• **Material for this exercise**:
○ ○ ○ ○

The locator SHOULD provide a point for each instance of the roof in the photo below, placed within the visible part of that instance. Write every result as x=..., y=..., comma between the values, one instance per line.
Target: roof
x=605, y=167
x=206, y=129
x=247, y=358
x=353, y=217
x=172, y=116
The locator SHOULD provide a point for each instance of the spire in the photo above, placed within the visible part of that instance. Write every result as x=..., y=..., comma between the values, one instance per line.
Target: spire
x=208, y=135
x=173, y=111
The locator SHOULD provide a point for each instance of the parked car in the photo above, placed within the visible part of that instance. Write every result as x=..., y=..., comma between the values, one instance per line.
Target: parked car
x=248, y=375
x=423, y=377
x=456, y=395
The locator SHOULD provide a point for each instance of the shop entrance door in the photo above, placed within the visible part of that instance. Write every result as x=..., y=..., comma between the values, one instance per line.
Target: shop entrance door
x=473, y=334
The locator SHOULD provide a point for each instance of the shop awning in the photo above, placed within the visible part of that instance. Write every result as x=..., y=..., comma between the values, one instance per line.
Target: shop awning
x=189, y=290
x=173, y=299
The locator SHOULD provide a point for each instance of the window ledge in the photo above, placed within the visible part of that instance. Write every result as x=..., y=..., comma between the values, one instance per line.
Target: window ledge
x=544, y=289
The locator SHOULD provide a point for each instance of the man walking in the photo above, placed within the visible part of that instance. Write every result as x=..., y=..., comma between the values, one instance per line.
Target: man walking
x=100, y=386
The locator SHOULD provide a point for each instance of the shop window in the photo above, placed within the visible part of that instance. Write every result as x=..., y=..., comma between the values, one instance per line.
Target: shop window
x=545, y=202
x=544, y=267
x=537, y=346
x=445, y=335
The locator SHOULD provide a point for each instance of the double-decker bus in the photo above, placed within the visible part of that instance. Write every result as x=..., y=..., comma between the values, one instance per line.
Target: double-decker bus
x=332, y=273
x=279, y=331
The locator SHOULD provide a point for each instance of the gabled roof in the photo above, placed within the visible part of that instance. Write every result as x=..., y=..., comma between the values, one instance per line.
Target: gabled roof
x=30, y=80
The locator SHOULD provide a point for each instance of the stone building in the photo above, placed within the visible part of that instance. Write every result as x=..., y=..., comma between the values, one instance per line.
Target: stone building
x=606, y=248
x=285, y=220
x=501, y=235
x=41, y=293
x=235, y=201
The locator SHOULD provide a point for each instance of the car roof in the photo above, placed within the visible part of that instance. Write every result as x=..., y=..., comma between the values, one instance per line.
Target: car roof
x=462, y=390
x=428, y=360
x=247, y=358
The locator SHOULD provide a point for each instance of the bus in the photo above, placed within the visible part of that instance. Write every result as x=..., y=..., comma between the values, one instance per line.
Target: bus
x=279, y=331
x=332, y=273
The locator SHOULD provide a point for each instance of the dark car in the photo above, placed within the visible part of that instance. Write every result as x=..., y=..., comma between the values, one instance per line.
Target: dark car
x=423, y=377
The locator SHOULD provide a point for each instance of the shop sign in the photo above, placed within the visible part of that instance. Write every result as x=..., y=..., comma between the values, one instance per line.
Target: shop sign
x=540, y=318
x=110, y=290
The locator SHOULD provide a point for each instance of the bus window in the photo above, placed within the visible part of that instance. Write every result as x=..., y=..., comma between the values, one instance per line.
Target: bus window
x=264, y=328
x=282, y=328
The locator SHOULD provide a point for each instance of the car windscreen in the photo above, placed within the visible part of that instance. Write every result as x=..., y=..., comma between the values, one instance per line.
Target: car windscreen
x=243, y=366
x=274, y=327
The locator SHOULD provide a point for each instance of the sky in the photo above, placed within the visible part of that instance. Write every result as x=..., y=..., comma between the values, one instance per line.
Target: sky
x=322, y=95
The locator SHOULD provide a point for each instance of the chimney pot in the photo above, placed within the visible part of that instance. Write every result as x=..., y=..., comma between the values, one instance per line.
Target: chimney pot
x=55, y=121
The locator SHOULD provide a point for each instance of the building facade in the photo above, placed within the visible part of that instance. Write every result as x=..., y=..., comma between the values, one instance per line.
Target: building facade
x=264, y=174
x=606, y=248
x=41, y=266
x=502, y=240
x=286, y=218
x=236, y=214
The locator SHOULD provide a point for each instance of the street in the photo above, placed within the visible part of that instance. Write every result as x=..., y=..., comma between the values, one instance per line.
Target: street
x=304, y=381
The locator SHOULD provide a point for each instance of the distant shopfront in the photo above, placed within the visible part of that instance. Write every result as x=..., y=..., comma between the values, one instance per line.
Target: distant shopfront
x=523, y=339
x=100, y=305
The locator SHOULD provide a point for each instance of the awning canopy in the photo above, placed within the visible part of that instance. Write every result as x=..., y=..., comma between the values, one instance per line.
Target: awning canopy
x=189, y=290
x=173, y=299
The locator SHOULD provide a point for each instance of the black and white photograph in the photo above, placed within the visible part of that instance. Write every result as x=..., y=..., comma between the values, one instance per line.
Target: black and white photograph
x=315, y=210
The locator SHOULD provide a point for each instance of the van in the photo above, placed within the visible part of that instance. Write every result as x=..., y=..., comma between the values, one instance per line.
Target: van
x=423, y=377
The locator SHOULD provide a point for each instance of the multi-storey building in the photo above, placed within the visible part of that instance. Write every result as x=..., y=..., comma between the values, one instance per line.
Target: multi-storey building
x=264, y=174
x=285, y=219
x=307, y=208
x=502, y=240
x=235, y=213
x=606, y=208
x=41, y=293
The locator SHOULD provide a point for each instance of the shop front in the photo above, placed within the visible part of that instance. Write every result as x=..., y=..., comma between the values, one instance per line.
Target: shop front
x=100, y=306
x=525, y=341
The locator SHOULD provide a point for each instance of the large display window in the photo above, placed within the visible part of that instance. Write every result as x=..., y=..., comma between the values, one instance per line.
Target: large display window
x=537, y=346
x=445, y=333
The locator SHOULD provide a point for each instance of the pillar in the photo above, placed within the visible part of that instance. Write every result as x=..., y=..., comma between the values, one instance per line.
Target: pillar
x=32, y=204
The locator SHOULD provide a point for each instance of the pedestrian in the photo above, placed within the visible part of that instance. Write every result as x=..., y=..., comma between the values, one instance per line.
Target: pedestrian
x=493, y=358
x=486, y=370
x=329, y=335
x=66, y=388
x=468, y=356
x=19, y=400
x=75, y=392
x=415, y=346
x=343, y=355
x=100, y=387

○ ○ ○ ○

• **Stated exercise**:
Only the lines from the one that contains "the shop front" to the end of the entries above should be given again, exactly and in full.

• **Exercise result**:
The locator SHOULD provide a point for each instance of the shop front in the photo above, placed within the visible part of that instance. Write every result as x=..., y=..., comma between the values, one instance per line.
Target: shop front
x=100, y=306
x=525, y=341
The locator SHOULD provide a point for each instance of the large display window in the photo above, placed within the visible part of that instance. Write every result as x=..., y=..., comma between the values, one instance per line.
Target: large display window
x=537, y=346
x=445, y=333
The locator SHOULD provide a point for each instance of the pillar in the photo above, placed within the visible part of that instance. Write every result as x=..., y=..., comma between the values, one instance per line.
Target: pillar
x=32, y=204
The locator SHOULD provide a point for each instance of the pedestrian in the photo above, placed within the visible part of that instance. Write every result as x=..., y=..., comma between the values, one instance per line.
Target: pedestrian
x=493, y=358
x=486, y=370
x=329, y=335
x=66, y=388
x=468, y=356
x=19, y=400
x=75, y=392
x=415, y=346
x=343, y=355
x=100, y=387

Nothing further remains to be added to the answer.